United States District Court, N.D. Illinois, Eastern Division
Nov 10, 2005
Case No. 05 C 3470 (N.D. Ill. Nov. 10, 2005)

Opinion

Case No. 05 C 3470.

November 10, 2005


MEMORANDUM OPINION


This matter comes before the court on the motion of Defendant Paula Nevers to dismiss the amended cross-complaint of Defendants Richard Ostertag, Jr. ("Richard Jr."), and Deborah Hesek-Ostertag ("Deborah"). For the reasons set forth below, the motion is denied.

BACKGROUND

This is an impleader action, filed by Plaintiffs Iron Workers' Mid-America Pension Plan ("the plan"), Iron Workers' Mid-America Supplemental Monthly Annuity Fund ("the fund"), and Joseph Burke, to determine the proper recipient of a pension benefit arising after the death of Richard Ostertag, Sr. ("Richard Sr.").

According to the allegations of the cross-complaint, which we must accept as true for purposes of this motion, and documents attached to the main complaint, Richard Sr. was a participant in both the plan and the fund. The documents pertaining to the plan and the fund specify to whom benefits from each are to be paid; one option is to allow a participant to specify a beneficiary using a particular form.

Richard Sr. was formerly married to Deborah; Richard Jr. is their 15-year-old son. Deborah and Richard Sr. divorced in 1997. As part of the dissolution of marriage, Richard Sr. agreed to maintain life insurance with Richard Jr. named as an irrevocable beneficiary of the policy until he reached a specified age. In February 1999, Richard Sr. executed a beneficiary designation form for his benefits under the plan and the fund naming Richard Jr. as his beneficiary.
============================================================
Problems and tasks
A: Reproduce the court opinion word for word, from "This is an impleader" up to and including "a particular form.".
B: According to the court opinion, in what year did Deborah and Richard Sr. divorce?
C: Continue the court opinion from the last sentence shown.
The listing that comes next has nothing to do with the court opinion.

Source data
============================================================
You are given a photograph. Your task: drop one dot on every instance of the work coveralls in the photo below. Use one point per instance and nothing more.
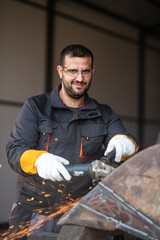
(79, 135)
============================================================
Results by task
A:
This is an impleader action, filed by Plaintiffs Iron Workers' Mid-America Pension Plan ("the plan"), Iron Workers' Mid-America Supplemental Monthly Annuity Fund ("the fund"), and Joseph Burke, to determine the proper recipient of a pension benefit arising after the death of Richard Ostertag, Sr. ("Richard Sr.").

According to the allegations of the cross-complaint, which we must accept as true for purposes of this motion, and documents attached to the main complaint, Richard Sr. was a participant in both the plan and the fund. The documents pertaining to the plan and the fund specify to whom benefits from each are to be paid; one option is to allow a participant to specify a beneficiary using a particular form.

B: 1997

C:
On March 24, 2005, Richard Sr. executed a new form naming Nevers, his then live-in girlfriend, as beneficiary of his death benefits under the plan and the fund. He died intestate four days later. Both Nevers and Deborah (on behalf of Richard Jr.) made demands for Richard Sr.'s death benefits under the fund and the plan, leading to the interpleader action. Deborah based her claims not on a contention that the March 24 form did not exist, but that it had no legal effect to remove Richard Jr. as a beneficiary. Nevers and Deborah then each filed cross-claims against each other pursuant to Fed.R.Civ.Proc. 13(g), asserting that the respective party is the proper recipient of the funds at issue. Nevers now moves to dismiss Deborah's cross-claim pursuant to Fed.R.Civ.P. 12(b)(6) on the grounds that it does not state a claim for relief. Alternatively, Nevers attacks an allegation within Deborah's complaint that Richard Sr. was incompetent when he executed the change of beneficiary form. According to Nevers, Deborah has neither evidentiary support for this allegation nor a likelihood that she would discover evidentiary support for it. As a corollary to the latter point, she asks that the paragraph pertaining to Richard Sr.'s alleged incompetence be stricken from the complaint.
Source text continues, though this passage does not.